Set the listing down unchanged, minus every embedded image.

Data supplied:
◇ ◇ ◇ ◇ ◇
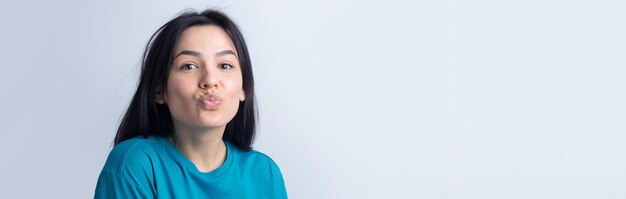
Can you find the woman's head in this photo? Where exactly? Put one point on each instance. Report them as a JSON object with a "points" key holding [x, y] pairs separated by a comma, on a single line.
{"points": [[196, 72]]}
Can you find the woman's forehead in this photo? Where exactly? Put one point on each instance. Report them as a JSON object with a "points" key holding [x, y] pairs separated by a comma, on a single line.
{"points": [[205, 39]]}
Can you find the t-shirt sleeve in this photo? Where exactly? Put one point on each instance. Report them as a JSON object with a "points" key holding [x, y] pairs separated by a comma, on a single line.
{"points": [[279, 184], [112, 185]]}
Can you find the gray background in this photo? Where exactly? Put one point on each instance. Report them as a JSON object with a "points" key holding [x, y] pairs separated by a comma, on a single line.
{"points": [[358, 99]]}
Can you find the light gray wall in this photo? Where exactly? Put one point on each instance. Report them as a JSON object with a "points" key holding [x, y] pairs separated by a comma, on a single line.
{"points": [[358, 99]]}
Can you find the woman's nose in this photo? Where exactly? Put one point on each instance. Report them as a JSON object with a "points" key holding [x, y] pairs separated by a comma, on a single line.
{"points": [[208, 81]]}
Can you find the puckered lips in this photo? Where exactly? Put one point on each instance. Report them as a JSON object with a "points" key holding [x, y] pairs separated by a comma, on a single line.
{"points": [[210, 102]]}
◇ ◇ ◇ ◇ ◇
Result:
Can you find the woman's head in this photo? Where exactly? Put one point on each instance. Report them as a JSON object with a "points" key holding [x, y] pairs separated by a comma, on a single line.
{"points": [[196, 72]]}
Can you find the woman's forehead in this photo? Where exactly? Put one point on each instance. Report them as a JSON object with a "points" key holding [x, y] pairs separated by a comma, on a single line.
{"points": [[205, 39]]}
Can you find the t-shirt sleeve in this photo? Where exactly? Put one point on each instance. Report them as a JSON object with a "points" key holding [x, y] pairs separated by a comma, on a single line.
{"points": [[279, 184], [112, 185]]}
Can you find the gray background in this photo? Where exactly? Put one point on each instance. Report them as a JSON object with a "points" key holding [x, y] pairs separated by a comma, on a single line.
{"points": [[358, 99]]}
Can you find the light gray wall in this photo? Where exactly? Put one point on each instance. Report them as a JSON object with a "points" key holding [x, y] pairs separated by a comma, on a single line.
{"points": [[358, 99]]}
Can you find the woman's nose in this photo? Where exactly? Put one point on each instance. Report them as a JSON object with a "points" key holding [x, y] pairs separated by a comma, on a single line.
{"points": [[208, 81]]}
Can you find the puckered lips in this photo? Where exactly? Put one point on each instance. Report them as a JSON object with a "points" key holding [x, y] pairs separated by a comma, on a single line.
{"points": [[210, 102]]}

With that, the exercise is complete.